▶ _WHAT TO WORK ON_:
In your answer, every line of the records should be written out exactly.

Data excerpts:
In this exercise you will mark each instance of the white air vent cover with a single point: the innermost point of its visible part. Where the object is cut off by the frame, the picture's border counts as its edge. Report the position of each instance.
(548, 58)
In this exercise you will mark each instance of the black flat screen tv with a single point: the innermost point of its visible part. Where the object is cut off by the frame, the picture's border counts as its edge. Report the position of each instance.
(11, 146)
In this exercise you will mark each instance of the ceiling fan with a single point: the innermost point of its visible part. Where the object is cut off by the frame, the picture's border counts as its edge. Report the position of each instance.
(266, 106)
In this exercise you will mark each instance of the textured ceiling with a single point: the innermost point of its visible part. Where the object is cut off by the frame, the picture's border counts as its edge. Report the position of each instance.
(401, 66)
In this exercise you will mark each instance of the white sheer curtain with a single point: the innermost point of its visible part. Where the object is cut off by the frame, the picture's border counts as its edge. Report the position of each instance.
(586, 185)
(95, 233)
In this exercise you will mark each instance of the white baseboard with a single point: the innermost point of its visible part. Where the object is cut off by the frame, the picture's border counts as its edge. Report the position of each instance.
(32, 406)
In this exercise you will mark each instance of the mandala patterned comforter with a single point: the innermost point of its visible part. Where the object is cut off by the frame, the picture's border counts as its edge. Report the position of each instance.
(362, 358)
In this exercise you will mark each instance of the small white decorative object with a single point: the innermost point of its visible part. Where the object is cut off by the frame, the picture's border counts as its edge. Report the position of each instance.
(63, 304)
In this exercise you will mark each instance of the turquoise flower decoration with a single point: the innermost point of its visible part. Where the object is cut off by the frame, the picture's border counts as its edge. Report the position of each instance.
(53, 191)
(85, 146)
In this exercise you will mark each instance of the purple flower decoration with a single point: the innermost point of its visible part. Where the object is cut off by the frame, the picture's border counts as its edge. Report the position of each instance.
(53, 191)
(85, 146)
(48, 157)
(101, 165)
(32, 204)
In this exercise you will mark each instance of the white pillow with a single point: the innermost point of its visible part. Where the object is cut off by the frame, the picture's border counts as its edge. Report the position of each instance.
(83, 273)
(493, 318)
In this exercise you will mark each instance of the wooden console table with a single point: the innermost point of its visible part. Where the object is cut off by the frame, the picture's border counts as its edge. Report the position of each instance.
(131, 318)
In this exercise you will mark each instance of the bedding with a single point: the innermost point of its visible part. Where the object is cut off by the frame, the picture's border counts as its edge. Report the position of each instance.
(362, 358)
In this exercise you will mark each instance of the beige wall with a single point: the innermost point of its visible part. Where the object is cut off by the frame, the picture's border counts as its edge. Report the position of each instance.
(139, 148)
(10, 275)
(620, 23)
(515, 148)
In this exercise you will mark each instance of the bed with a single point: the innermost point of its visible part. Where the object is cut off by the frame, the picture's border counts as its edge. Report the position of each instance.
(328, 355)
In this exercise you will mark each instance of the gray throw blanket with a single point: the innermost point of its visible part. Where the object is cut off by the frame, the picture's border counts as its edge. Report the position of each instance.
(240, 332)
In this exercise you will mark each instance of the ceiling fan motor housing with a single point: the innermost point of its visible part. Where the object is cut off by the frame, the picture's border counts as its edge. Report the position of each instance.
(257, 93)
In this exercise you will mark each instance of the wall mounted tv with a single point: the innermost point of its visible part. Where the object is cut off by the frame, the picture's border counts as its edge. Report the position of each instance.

▶ _ANSWER TO THE PROBLEM_:
In this exercise you will mark each instance of the white air vent cover with a single point: the innermost point of its visible part. Where the object is cut off by the frame, the picture's border counts as its edge. Report the position of each instance.
(548, 58)
In this exercise you will mark each instance of the black flat screen tv with a single point: the innermost point of its visible part. Where the object is cut off by the frame, the picture's border counts as its edge. Report the position of each instance.
(11, 146)
In this exercise you will mark each instance of the ceiling fan with a single point: the innermost point of its visible part. Where the object is cut off by the frame, the picture's border counts as its edge. Report the position of each instance.
(266, 106)
In this exercise you will mark each instance of the textured ceiling with a single point: the innermost point of its visible part. Where the object is cut off by the frame, the picture's border counts as its edge. Report the position of each instance.
(401, 66)
In this exercise you will mark each instance of the white sheer curtain with a single point: the innermost point of its visible part. Where the object is cut off by the frame, the picture's border counts as its edge. Report the position of each instance.
(586, 185)
(95, 233)
In this exercise you will mark each instance of the white baseboard with a single point: the innermost point of its visible part. Where the object is cut off by the frame, the picture's border counts as its edge. Report the position of each instance.
(32, 406)
In this exercise you will mark each instance of the mandala patterned comforter with a single point: the innermost point of its visible part. Where the object is cut off by the frame, the picture's border counts as its edge. Report the position of each instance.
(362, 358)
In this exercise you will mark each instance of the small white decorative object with a single point: the innermost point of its visible part. Where the object is cut off by the frame, the picture's border counts as its edge. Report the position of each instance.
(63, 304)
In this exercise you will mark each instance of the turquoise flower decoration with a single point: the innermost point of its visible part. Where the object is cut off by the frame, the picture's border counts as its edge. Report the position of each instance.
(53, 191)
(85, 146)
In this exercise you will mark each instance of the purple flower decoration with a single point: the innermost point of its visible part. Where the object is cut off by the frame, the picture's border counts as its edge. Report the position of each instance.
(53, 191)
(85, 146)
(48, 157)
(101, 165)
(32, 204)
In this exercise you will mark each instance of the white pillow with a single point: the innermost point of its visible part. Where the object is cut off by the frame, the picture's border counts as its edge. Report the position of each instance.
(83, 273)
(493, 318)
In this exercise you will mark each instance of the wooden console table with a single point: the innermost point of its visible part. Where the object is cut off by the frame, the picture's border counts as its edge. Report the position of each instance.
(131, 318)
In this exercise you will mark each instance of the bedding with a single point: the innermost point of its visible part. Where the object is cut off by the frame, the picture's border counts as its edge. Report the position of each instance.
(362, 358)
In this exercise you will mark each instance of the beige wall with a single point: the innermost point of its visible part. Where the object is cut off by the frame, the picture's border counts as its edge. Report the position of each instance.
(139, 148)
(10, 275)
(620, 23)
(515, 148)
In this exercise you will mark each instance of the bed with a single point: the innermost point of its visible part. Where the object is cut off by the frame, the picture's border counts as its edge. Report the position of each instance.
(328, 355)
In this exercise you will mark each instance of the gray throw blanket with a single point: the innermost point of its visible part. Where the object is cut off by the frame, the picture's border counts as its edge. Report the position of each instance.
(240, 332)
In this exercise you will mark each instance of the ceiling fan motor housing with a single point: the innermost point of its visible part. Where the object is cut off by the frame, the picture's border counts as its edge. Report the position of each instance.
(257, 93)
In this exercise you will mark each instance of the wall mounted tv with a single point: the innermost point of its visible part. Where the object is cut off by the frame, the picture's border counts as its edge. Report the position of each instance.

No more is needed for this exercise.